Defendant testified in her own behalf that she came to Greensboro because her common-law husband was born and raised in Greensboro, and his father had been very sick recently so she had been coming to visit him. She also came to Greensboro to buy cheap cigarettes to re-sell in New York. She claimed the cash confiscated by the officers was for buying cigarettes. Forty cartons of cigarettes were found in the car when she was arrested. Defendant testified she had never bought, sold, or used drugs. She said she gave her earlier statement to Detective Barwick because the officers questioning her told her that if she did not help them, she would never see her children again and would go to prison for thirty years.

Prior to instructing the jury, the trial court questioned counsel outside the presence of the jury as to whether Ms. Batten had testified in exchange for a charge reduction. The prosecutor told the court *745that he had offered Ms. Batten, through her attorney, a charge reduction in exchange for her testimony, but that Ms. Batten’s attorney had apparently not informed Ms. Batten of the agreement before she took the stand to testify. He also told the court that he had informed defendant’s counsel of the offer. Defendant did not request to re-call Ms. Batten to inquire again about the charge reduction.

_ _ _ _

Things to do
(a) Reproduce the court opinion excerpt word for word from "Prior to instructing" to "the charge reduction.".
(b) According to the court opinion excerpt, is each statement true? Answer yes or no for each, quoting the words that decide it. (i) Cigarettes were found in the car at the time of the arrest. (ii) Defendant asked to re-call Ms. Batten about the charge reduction. (iii) The prosecutor said he had not told defendant's counsel about the offer.
(c) In the court opinion excerpt, what did defendant claim the cash confiscated by the officers was for?
The material that follows has no connection to the court opinion excerpt.

Collected material

_ _ _ _

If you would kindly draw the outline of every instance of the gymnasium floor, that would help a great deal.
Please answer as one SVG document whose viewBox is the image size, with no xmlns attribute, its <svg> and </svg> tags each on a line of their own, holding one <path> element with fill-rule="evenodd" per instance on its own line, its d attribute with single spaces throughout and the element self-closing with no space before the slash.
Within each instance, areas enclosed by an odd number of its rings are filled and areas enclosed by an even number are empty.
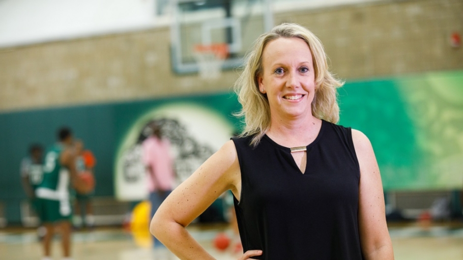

_ _ _ _

Full solutions
(a)
Prior to instructing the jury, the trial court questioned counsel outside the presence of the jury as to whether Ms. Batten had testified in exchange for a charge reduction. The prosecutor told the court *745that he had offered Ms. Batten, through her attorney, a charge reduction in exchange for her testimony, but that Ms. Batten’s attorney had apparently not informed Ms. Batten of the agreement before she took the stand to testify. He also told the court that he had informed defendant’s counsel of the offer. Defendant did not request to re-call Ms. Batten to inquire again about the charge reduction.

(b)
(i) Yes: "Forty cartons of cigarettes were found in the car when she was arrested."
(ii) No: "Defendant did not request to re-call Ms. Batten to inquire again about the charge reduction."
(iii) No: "He also told the court that he had informed defendant’s counsel of the offer."

(c) Buying cigarettes.